(Records supplied begins)
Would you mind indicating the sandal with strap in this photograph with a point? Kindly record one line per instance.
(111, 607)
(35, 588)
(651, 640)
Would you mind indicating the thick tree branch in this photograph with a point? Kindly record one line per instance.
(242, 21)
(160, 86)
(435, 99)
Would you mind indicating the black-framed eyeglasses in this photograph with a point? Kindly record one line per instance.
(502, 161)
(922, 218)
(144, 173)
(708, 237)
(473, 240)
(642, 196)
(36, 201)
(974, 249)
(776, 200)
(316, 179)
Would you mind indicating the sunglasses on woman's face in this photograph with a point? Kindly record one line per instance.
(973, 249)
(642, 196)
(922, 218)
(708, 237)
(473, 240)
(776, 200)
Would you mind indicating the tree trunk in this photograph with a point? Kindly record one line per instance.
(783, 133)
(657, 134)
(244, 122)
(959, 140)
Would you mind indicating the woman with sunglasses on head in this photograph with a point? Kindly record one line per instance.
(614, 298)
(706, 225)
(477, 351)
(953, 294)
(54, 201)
(Records supplied ends)
▶ _Task to carry out_:
Transcribe the material exactly, so that no line is lost or altered.

▶ _Result of this exercise_:
Would you mind indicating the sandal with strap in this photograph with a point? Kindly record one line per instance.
(111, 607)
(35, 588)
(651, 640)
Would you mind indicating the thick tree branch in this photograph with a point? Kindly record one line per instance.
(242, 21)
(160, 86)
(435, 99)
Would you mind indicating the black-framed eyeglasses in this photograph with a point? Kindly record one line per instance.
(502, 161)
(922, 218)
(144, 173)
(708, 237)
(473, 240)
(642, 196)
(36, 201)
(974, 249)
(776, 200)
(316, 179)
Would you mind indicating the sunglasses on woman's face in this photograph with a point? Kindly record one line per instance.
(973, 249)
(642, 196)
(922, 218)
(708, 237)
(473, 240)
(776, 200)
Would you mind indicating the tree trunk in this photograph with a point? Kindly record one line per instance.
(783, 133)
(657, 134)
(244, 122)
(959, 140)
Would you mind indicating the woman with sunglasses on head in this photograph with a point? Kindly record one line per instance.
(614, 298)
(706, 225)
(477, 351)
(953, 294)
(54, 201)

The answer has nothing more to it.